WORK INSTRUCTION = Reproduce the complete set of records, exactly as they appear.

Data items
╔══

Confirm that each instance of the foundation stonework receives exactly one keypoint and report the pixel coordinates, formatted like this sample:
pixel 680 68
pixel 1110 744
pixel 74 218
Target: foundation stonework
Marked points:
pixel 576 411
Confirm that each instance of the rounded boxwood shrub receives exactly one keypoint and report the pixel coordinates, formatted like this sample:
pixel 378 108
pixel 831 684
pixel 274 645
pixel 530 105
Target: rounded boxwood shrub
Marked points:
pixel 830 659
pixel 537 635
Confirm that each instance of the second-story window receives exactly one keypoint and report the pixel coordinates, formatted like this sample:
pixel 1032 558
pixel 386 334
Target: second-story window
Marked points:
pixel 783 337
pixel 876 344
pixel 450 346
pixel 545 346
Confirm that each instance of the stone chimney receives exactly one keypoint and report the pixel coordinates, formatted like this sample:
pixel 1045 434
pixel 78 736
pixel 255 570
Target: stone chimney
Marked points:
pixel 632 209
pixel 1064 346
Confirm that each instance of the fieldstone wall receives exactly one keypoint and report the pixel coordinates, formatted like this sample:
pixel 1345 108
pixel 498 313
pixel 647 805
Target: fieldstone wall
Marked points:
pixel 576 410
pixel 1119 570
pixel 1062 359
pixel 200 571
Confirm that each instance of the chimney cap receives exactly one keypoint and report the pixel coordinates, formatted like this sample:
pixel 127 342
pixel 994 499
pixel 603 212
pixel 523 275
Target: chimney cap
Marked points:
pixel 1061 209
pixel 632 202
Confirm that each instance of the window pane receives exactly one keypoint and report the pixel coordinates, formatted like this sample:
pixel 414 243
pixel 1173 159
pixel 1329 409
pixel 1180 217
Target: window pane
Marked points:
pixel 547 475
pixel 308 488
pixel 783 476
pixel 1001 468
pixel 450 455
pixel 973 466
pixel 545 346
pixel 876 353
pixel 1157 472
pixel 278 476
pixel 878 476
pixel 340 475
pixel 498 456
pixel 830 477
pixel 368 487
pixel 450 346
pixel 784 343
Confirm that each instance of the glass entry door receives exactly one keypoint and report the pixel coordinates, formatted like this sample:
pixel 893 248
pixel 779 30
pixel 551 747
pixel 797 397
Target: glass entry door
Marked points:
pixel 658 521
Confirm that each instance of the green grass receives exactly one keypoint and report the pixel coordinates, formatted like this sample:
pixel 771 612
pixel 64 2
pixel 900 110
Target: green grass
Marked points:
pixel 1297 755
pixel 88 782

╚══

TASK OUTPUT =
Confirm that each instance of the foundation stonework receives exactly one keypoint and report the pixel coordinates, formatted like this sample:
pixel 680 68
pixel 1110 744
pixel 74 218
Target: foundation stonework
Marked points:
pixel 576 411
Confirm that each instance of the rounded boxwood shrub receives exactly one keypoint and report the pixel coordinates, formatted like this sample:
pixel 378 108
pixel 831 684
pixel 274 645
pixel 530 105
Target: rounded boxwood shrub
Marked points:
pixel 830 659
pixel 537 635
Confirm that each instance of the second-story window receives exactly one keypoint and report the pixel coordinates, formatted like this sample:
pixel 1032 558
pixel 386 334
Target: second-story window
Marked points:
pixel 783 337
pixel 876 344
pixel 450 346
pixel 545 346
Confirm that each instance of the stone chimney receives exactly one keypoint and report the pixel coordinates, formatted like this sample:
pixel 1045 434
pixel 78 736
pixel 255 570
Target: stone chimney
Marked points:
pixel 632 209
pixel 1064 346
Confirm that each instance of the fieldstone wall receives exactly one keypoint and report the pixel coordinates, formatted like this sample:
pixel 1345 108
pixel 498 313
pixel 647 805
Target: fieldstone wall
Marked points:
pixel 576 410
pixel 1119 570
pixel 1062 359
pixel 200 571
Confirm that each instance of the chimney cap receives exactly one keypoint and report the pixel coordinates, formatted like this sample:
pixel 127 342
pixel 994 499
pixel 603 212
pixel 523 275
Target: chimney cap
Marked points:
pixel 1061 209
pixel 632 202
Confirm that each instance of the window pane receives exactly one keypoint and report the pixel coordinates, formatted like this sample:
pixel 414 243
pixel 1173 159
pixel 1329 409
pixel 1180 217
Target: window pane
Marked points:
pixel 547 475
pixel 308 488
pixel 783 476
pixel 1001 468
pixel 450 455
pixel 973 466
pixel 545 346
pixel 876 353
pixel 1157 472
pixel 278 476
pixel 878 476
pixel 340 475
pixel 498 456
pixel 830 477
pixel 368 487
pixel 450 346
pixel 784 343
Confirm that each instance of the glass entry door receives exactly one keypoint and report the pixel coordinates, formatted like this sample:
pixel 893 248
pixel 779 30
pixel 551 747
pixel 797 397
Target: glass entry door
Marked points:
pixel 658 521
Confirm that each instance of the green grass receives exactly one keypoint and report the pixel coordinates, formatted like this sample:
pixel 771 612
pixel 64 2
pixel 900 110
Target: green grass
Marked points:
pixel 1297 755
pixel 88 782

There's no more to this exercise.